(記述課題 1):
路側通信装置に関する抜粋では、発進イベントはどのようなイベントと定義されているか答えよ。

___ 原文抜粋

本実施形態の路側通信装置によれば、制御部が、移動体データが移動体の通行挙動に関する所定のイベントに該当するか否かを判定し、イベントに該当しない移動体データである非イベントデータの全部又は一部を間引き処理の対象とするので、移動体の走行軌跡の特定に必要のない非イベントデータが中継されるのを防止できる。
従って、移動体データから算出する交通指標の精度にさほど悪影響を及ぼすことなく、通信回線での通信リソースの無駄を防止することができる。
(23) 本実施形態の路側通信装置において、前記イベントには、下記に定義する停止イベント及び発進イベントが含まれることが好ましい。
停止イベント:移動体の停止の開始を表すイベント
発進イベント:移動体の発進の開始を表すイベント
その理由は、停止イベントとその後の発進イベントの移動体データが判明すれば、交差点での待ち行列長及び発進波速度などの交通指標を算出できるからである。
(24) 本実施形態の路側通信装置において、前記イベントには、下記に定義する停止イベント及び発進イベントが含まれることが好ましい。
進入イベント:交差点を含む所定のエリアへの移動体の進入を表すイベント
退出イベント:交差点を含む所定のエリアからの移動体の退出を表すイベント
その理由は、進入イベント及び退出イベントに該当する移動体データが判明すれば、例えば、所定のエリアの通行に要した旅行時間などの交通指標を算出できるからである。
(25) 本実施形態の路側通信装置において、前記制御部は、前記停止イベントの次から前記発進イベントの前までの前記非イベントデータの全部又は一部を、前記間引き処理の対象とすることが好ましい。
その理由は、停止イベントの次から発進イベントの前までの非イベントデータは、交差点での待ち行列長及び発進波速度などの交通指標の算出に必要ないからである。
(26) 本実施形態の路側通信装置において、前記制御部は、前記停止イベント以外のイベントの次から前記停止イベントの前までの前記非イベントデータの全部又は一部を、前記間引き処理の対象とすることが好ましい。
その理由は、停止イベント以外のイベントの次から停止イベントの前までの非イベントデータがなくても、停止イベントの前の移動体の走行軌跡を概ね正確に補間できるからである。
(27) 本実施形態の路側通信装置において、前記制御部は、前記発進イベントの次から前記退出イベントの前までの前記非イベントデータの全部又は一部を、前記間引き処理の対象とすることが好ましい。
その理由は、発進イベントの次から退出イベントの前までの非イベントデータがなくても、発進イベントの後の移動体の走行軌跡を概ね正確に補間できるからである。
(28) 本実施形態の路側通信装置において、前記制御部は、更に、前記移動体データの移動体IDごとに、前記間引き処理の対象とする前記移動体データを選択することが好ましい。

______
___ 提供レコード

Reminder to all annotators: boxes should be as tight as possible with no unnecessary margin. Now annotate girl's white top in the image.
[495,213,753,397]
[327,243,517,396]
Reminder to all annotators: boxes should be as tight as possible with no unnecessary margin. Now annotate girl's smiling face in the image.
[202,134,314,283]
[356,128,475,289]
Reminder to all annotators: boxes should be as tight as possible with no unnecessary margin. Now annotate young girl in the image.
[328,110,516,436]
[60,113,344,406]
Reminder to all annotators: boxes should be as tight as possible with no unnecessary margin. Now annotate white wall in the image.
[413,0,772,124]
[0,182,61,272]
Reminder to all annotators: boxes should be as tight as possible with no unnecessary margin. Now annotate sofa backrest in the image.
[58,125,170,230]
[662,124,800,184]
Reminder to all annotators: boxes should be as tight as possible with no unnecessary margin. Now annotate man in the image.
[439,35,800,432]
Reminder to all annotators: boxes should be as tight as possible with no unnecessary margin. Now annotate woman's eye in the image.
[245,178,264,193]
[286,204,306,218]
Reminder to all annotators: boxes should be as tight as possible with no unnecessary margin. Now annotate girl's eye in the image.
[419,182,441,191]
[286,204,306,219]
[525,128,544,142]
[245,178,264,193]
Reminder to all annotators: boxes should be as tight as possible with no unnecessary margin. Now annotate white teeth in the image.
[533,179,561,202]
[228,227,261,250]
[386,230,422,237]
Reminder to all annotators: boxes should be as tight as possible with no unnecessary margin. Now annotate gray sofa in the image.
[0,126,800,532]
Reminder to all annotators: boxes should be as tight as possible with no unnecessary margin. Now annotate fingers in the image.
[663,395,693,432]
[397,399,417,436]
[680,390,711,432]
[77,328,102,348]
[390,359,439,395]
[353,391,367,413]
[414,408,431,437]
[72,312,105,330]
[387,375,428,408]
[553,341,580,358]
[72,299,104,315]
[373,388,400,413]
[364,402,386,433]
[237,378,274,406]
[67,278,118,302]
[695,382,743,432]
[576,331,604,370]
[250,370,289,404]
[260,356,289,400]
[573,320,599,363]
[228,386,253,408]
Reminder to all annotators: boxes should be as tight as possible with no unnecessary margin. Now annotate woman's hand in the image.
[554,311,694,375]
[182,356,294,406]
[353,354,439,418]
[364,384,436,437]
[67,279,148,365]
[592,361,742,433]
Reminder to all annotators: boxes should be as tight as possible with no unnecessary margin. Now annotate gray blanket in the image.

______

(記述課題 2):
レコードの先頭から「[662,124,800,184]」を含む行までの範囲（両端を含む）を、列名をpromptとtargetとする2列のCSVに変換せよ。依頼1件を1行とし、依頼文とその解答をそれぞれ引用符で囲んだ1つのフィールドに収め、改行はスペースに置き換えること。

(完全な解答 1):
移動体の発進の開始を表すイベントである。

(完全な解答 2):
prompt,target
"Reminder to all annotators: boxes should be as tight as possible with no unnecessary margin. Now annotate girl's white top in the image.","[495,213,753,397] [327,243,517,396]"
"Reminder to all annotators: boxes should be as tight as possible with no unnecessary margin. Now annotate girl's smiling face in the image.","[202,134,314,283] [356,128,475,289]"
"Reminder to all annotators: boxes should be as tight as possible with no unnecessary margin. Now annotate young girl in the image.","[328,110,516,436] [60,113,344,406]"
"Reminder to all annotators: boxes should be as tight as possible with no unnecessary margin. Now annotate white wall in the image.","[413,0,772,124] [0,182,61,272]"
"Reminder to all annotators: boxes should be as tight as possible with no unnecessary margin. Now annotate sofa backrest in the image.","[58,125,170,230] [662,124,800,184]"